» 书面要求 1: 在这篇关于字符串分割的网页中，题目680要求拆分后的每一段由几个字符组成？

» 选段内容:
++++++++

有意义的单词分割——经典dfs题目

 

680. 分割字符串

中文

English

给一个字符串,你可以选择在一个字符或两个相邻字符之后拆分字符串,使字符串由仅一个字符或两个字符组成,输出所有可能的结果

样例

样例1

输入： "123"
输出： [["1","2","3"],["12","3"],["1","23"]]

样例2

输入： "12345"
输出： [["1","23","45"],["12","3","45"],["12","34","5"],["1","2","3","45"],["1","2","34","5"],["1","23","4","5"],["12","3","4","5"],["1","2","3","4","5"]]

class Solution:
    """
    @param: : a string to be split
    @return: all possible split string array
    """
    result = []
    
    def splitString(self, s):
        # write your code here
        self.split_string_helper(s, start_index=0, path=[])
        return self.result
        
    
    def split_string_helper(self, s, start_index, path):
        if start_index >= len(s):
            self.result.append(list(path))
            return
        
        for step in (1, 2):
            if start_index + step > len(s): # if no this clause, bug for "1" => ["1", "1"]
                return
            comb = s[start_index:start_index+step]
            path.append(comb)
            self.split_string_helper(s, start_index+step, path)
            path.pop()
        
        

 

582. 单词拆分II

中文

English

给一字串s和单词的字典dict,在字串中增加空格来构建一个句子，并且所有单词都来自字典。
返回所有有可能的句子。

样例

样例 1:

输入："lintcode"，["de","ding","co","code","lint"]
输出：["lint code", "lint co de"]
解释：
插入一个空格是"lint code"，插入两个空格是 "lint co de"

样例 2:

输入："a"，[]
输出：[]
解释：字典为空

import sys
import json


def load_data():
    data = json.loads(sys.stdin.read())
    return data["string"], set(data["word_list"])


def dfs(s, start, words, arr, results):
    if start == len(s):
        results.append(",".join(arr))

++++++++

» 练习输入:

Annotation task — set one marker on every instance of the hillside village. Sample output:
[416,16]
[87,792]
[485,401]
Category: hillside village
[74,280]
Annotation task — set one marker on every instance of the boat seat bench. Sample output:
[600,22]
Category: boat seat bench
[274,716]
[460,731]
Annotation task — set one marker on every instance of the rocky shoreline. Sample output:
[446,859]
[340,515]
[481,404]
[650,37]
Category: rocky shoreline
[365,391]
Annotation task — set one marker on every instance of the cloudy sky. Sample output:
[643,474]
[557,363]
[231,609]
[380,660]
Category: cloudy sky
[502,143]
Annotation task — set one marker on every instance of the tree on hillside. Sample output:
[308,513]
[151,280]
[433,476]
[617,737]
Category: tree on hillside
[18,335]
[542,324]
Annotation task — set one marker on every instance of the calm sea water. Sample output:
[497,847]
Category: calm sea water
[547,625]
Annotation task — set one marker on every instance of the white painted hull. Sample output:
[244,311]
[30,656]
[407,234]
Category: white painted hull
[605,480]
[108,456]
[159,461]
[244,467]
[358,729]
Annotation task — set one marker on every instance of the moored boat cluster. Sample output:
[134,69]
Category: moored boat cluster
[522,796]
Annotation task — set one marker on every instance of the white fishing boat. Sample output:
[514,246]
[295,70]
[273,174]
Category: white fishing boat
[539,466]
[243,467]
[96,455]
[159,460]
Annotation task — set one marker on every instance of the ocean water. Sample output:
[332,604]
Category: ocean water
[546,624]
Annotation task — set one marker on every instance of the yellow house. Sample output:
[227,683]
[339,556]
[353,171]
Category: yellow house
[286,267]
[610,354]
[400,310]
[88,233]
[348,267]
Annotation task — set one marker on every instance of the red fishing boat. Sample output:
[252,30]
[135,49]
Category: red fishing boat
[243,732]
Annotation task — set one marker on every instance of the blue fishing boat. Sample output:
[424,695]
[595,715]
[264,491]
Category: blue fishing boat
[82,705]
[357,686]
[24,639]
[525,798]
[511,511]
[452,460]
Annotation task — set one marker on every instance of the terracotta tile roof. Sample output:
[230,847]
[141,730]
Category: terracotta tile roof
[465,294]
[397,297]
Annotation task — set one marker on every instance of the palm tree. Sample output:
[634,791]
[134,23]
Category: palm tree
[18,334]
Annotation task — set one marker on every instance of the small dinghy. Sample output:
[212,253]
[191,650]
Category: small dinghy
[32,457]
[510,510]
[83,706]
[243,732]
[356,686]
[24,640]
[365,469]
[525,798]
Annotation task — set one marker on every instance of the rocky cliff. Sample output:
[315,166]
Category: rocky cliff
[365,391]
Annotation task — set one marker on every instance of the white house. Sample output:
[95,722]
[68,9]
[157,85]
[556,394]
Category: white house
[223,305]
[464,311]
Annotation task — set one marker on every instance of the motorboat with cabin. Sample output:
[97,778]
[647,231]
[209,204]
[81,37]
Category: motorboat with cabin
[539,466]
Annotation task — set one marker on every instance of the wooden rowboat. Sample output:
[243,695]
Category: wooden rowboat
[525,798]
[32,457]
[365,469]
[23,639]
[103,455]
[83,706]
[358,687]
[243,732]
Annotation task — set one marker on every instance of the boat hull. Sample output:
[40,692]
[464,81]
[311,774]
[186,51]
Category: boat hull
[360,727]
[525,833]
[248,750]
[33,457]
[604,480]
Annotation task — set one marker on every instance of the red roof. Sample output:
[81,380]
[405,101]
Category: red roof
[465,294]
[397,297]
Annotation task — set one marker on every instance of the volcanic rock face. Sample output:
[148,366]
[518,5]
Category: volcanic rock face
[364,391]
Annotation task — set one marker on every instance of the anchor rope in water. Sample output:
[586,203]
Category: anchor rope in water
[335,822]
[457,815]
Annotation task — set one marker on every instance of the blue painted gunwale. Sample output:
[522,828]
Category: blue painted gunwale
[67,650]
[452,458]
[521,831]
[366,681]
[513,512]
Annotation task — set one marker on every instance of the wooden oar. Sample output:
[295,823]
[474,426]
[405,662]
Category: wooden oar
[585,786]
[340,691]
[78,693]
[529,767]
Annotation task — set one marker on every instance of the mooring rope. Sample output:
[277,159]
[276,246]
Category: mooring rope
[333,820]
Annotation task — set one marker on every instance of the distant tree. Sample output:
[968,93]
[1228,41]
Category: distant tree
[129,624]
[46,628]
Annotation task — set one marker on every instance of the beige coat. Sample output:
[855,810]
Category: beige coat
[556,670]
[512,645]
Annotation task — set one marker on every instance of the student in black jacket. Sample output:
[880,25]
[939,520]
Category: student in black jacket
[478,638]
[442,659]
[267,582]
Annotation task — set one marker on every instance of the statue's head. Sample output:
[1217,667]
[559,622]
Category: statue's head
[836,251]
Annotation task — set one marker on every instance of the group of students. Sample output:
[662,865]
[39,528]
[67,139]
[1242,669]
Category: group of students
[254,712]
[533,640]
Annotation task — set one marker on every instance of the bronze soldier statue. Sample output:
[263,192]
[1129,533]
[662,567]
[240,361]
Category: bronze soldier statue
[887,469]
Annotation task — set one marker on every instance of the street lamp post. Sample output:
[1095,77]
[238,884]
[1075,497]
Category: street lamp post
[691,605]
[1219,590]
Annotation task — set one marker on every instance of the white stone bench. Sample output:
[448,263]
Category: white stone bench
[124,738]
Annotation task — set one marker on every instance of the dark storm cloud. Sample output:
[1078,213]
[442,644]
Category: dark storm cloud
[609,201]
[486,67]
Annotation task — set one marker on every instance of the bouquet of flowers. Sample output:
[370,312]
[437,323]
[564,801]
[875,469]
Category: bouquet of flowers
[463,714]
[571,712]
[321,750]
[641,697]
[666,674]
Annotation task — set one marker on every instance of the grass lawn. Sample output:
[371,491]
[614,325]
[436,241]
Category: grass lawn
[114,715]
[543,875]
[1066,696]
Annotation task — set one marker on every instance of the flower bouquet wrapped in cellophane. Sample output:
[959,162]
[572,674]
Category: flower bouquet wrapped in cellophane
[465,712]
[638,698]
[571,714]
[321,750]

++++++++

» 书面要求 2: 请摘录数据行中自包含“of the bronze”的那一行起、直至数据行最后一行为止的全部各行，首尾两行均包括在内，逐字照录。

» 任务答案 1: 每一段由一个或两个字符组成。

» 任务答案 2:
Annotation task — set one marker on every instance of the bronze soldier statue. Sample output:
[263,192]
[1129,533]
[662,567]
[240,361]
Category: bronze soldier statue
[887,469]
Annotation task — set one marker on every instance of the street lamp post. Sample output:
[1095,77]
[238,884]
[1075,497]
Category: street lamp post
[691,605]
[1219,590]
Annotation task — set one marker on every instance of the white stone bench. Sample output:
[448,263]
Category: white stone bench
[124,738]
Annotation task — set one marker on every instance of the dark storm cloud. Sample output:
[1078,213]
[442,644]
Category: dark storm cloud
[609,201]
[486,67]
Annotation task — set one marker on every instance of the bouquet of flowers. Sample output:
[370,312]
[437,323]
[564,801]
[875,469]
Category: bouquet of flowers
[463,714]
[571,712]
[321,750]
[641,697]
[666,674]
Annotation task — set one marker on every instance of the grass lawn. Sample output:
[371,491]
[614,325]
[436,241]
Category: grass lawn
[114,715]
[543,875]
[1066,696]
Annotation task — set one marker on every instance of the flower bouquet wrapped in cellophane. Sample output:
[959,162]
[572,674]
Category: flower bouquet wrapped in cellophane
[465,712]
[638,698]
[571,714]
[321,750]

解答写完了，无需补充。